Output the data below in full, byte for byte. Nothing may differ.

#### DATA FOR REVIEW

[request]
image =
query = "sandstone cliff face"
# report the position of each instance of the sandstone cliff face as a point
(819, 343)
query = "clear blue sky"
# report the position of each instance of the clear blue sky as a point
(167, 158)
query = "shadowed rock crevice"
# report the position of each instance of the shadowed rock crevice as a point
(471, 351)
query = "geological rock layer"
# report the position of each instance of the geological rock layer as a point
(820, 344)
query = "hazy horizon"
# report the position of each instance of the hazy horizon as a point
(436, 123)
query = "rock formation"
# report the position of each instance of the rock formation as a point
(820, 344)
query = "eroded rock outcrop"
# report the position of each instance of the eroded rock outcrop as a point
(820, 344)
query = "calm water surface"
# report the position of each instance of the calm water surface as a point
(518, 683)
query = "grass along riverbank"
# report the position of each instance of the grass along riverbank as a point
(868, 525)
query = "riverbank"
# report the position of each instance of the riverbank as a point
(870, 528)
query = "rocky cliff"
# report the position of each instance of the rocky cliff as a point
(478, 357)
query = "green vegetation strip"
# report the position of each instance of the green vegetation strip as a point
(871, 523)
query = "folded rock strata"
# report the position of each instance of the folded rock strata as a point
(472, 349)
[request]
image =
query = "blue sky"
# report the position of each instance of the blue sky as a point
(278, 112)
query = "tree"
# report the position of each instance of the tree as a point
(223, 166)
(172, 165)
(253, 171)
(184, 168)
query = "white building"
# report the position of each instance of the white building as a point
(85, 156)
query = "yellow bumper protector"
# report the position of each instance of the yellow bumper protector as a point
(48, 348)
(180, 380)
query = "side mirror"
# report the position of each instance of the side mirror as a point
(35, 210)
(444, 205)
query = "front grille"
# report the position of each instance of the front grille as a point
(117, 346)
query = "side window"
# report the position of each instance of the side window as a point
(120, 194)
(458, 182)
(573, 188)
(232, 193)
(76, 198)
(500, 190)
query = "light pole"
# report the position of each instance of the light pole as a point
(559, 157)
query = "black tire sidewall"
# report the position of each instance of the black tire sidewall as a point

########

[RESULT BELOW]
[request]
image =
query = "sandstone cliff face"
# report the position of each instance of the sandstone cliff face as a point
(819, 343)
query = "clear blue sky"
# report the position of each instance of the clear blue sky as a point
(167, 158)
query = "shadowed rock crevice"
# report the position of each instance of the shadowed rock crevice as a point
(471, 351)
query = "geological rock layer"
# report the position of each instance of the geological rock layer as a point
(820, 344)
query = "hazy horizon"
# report the position of each instance of the hazy horizon as a point
(436, 123)
query = "rock formation"
# report the position of each instance of the rock formation as a point
(820, 344)
query = "eroded rock outcrop"
# report the position of each instance of the eroded rock outcrop as a point
(820, 344)
query = "calm water surface"
# report the position of each instance of the calm water surface as a point
(518, 683)
query = "grass along riverbank"
# report the position of each instance of the grass along riverbank as a point
(868, 525)
query = "riverbank"
# report the position of each instance of the riverbank as a point
(870, 528)
query = "rocky cliff"
# report the position of each instance of the rocky cliff as a point
(478, 357)
query = "green vegetation strip"
# report the position of each instance of the green vegetation strip as a point
(871, 523)
query = "folded rock strata"
# report the position of each instance of the folded rock strata as a point
(472, 349)
[request]
image =
query = "blue sky"
# report the position of each instance of the blue sky as a point
(278, 112)
query = "tree"
# report the position of each instance of the tree as a point
(223, 166)
(172, 165)
(253, 171)
(184, 168)
query = "white building"
# report the position of each instance of the white building as a point
(85, 156)
query = "yellow bumper protector"
# report the position of each instance of the yellow bumper protector as a point
(48, 348)
(180, 380)
query = "side mirror"
# report the position of each instance of the side mirror as a point
(35, 210)
(444, 205)
query = "front grille"
# report the position of each instance of the front grille as a point
(117, 346)
query = "side window"
# report the position of each instance of the side window as a point
(120, 194)
(458, 182)
(573, 188)
(232, 193)
(76, 198)
(500, 190)
query = "light pole"
# report the position of each instance of the light pole as a point
(559, 157)
query = "black tire sidewall"
# report the position of each instance of the black tire sidewall as a point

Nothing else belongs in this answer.